_TRECHO EXTRAÍDO_
»»
PhDeus
Ouvi essa expressão pela primeira vez, quando comecei a
trabalhar no IAE em 1985. Era uma referência
jocosa e ao mesmo tempo censuradora ao título de PhD.
PhD (Philosofiae Doctor) é o título de pós-graduação equivalente
ao doutorado no Brasil. Era utilizado em
grande parte das universidades estrangeiras e remete ao tempo que todo o estudo
mais rebuscado seria um ramo da filosofia.
Atualmente, vários países já deixaram essa designação e adotaram o
título de Doctor of Science, sem conexão com a filosofia.
Acontece que, como PhD se referia a um título no exterior, dava
mais status para quem o possuía do que simplesmente Doutor em Ciências. Mas a crítica não se referia apenas à vaidade
ou ao orgulho de obter um título importante (isso seria perfeitamente
compreensível). Havia uma modificação no
comportamento de quem era enviado ao exterior para fazer doutoramento.
««
_PROBLEMA 1_
No trecho sobre a expressão PhDeus, qual título vários países adotaram no lugar de PhD?
_PROBLEMA 2_
Por favor, dê sequência ao trecho sobre a expressão PhDeus a partir da última frase.
Os registros não fazem falta aqui.

_DADOS FORNECIDOS_
»»
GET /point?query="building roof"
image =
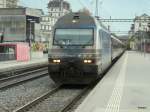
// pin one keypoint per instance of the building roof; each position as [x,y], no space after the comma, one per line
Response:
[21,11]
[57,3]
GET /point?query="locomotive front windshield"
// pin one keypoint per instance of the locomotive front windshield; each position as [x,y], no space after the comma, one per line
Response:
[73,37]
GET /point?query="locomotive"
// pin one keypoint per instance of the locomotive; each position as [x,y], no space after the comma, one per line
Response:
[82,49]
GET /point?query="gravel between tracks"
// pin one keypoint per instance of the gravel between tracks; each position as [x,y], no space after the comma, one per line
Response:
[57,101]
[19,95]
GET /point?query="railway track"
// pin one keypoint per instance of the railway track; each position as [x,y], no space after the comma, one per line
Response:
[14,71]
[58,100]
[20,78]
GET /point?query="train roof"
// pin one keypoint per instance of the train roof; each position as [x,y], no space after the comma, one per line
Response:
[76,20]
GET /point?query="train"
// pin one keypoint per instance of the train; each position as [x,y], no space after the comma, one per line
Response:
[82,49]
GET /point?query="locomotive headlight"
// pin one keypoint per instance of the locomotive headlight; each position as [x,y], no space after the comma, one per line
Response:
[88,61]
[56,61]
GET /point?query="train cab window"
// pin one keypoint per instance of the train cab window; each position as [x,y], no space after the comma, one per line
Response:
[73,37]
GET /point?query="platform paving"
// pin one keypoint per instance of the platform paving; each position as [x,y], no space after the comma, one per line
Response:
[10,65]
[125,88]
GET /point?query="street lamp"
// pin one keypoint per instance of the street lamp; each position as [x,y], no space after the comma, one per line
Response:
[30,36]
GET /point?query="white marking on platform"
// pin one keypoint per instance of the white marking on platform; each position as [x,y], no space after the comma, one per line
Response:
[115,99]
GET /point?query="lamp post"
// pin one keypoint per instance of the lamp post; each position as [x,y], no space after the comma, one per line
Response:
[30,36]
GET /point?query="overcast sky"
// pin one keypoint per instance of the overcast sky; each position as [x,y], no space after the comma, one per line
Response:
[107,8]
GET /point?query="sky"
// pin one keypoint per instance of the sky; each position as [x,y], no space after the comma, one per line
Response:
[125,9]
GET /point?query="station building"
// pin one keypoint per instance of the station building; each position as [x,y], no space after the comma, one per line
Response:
««
_RESPOSTA 1_
O título de Doctor of Science.

_RESPOSTA 2_
A alcunha de PhDeus se referia àqueles que, ao retornarem
com o título de PhD, passavam a ver os demais engenheiros como inferiores e começavam
a se achar o “rei da cocada preta”. Via
de regra, rebelavam-se contra seus chefes não aceitando as tarefas que lhe eram
designadas por as considerar inferiores à sua importância. Queriam escolher o que fazer mesmo que isso não
correspondesse aos objetivos institucionais. Essa tensão costuma resultar em pedido de transferência
do próprio indivíduo para outro departamento onde ele teria a liberdade que
pleiteava. Quem perdia era a própria
instituição que havia investido nele e agora não teria retorno.
Por esses e outros comportamentos arrogantes se achavam
deuses, ou melhor PhDeuses. Interessante
destacar é que a produtividade desses deuses estava muito longe de sua
divindade e sim próximo ou mesmo abaixo da ralé humana que os cercava.
Ao longo dos 30 anos que passei naquele instituto presenciei
o aparecimento de alguns casos de PhDeuses.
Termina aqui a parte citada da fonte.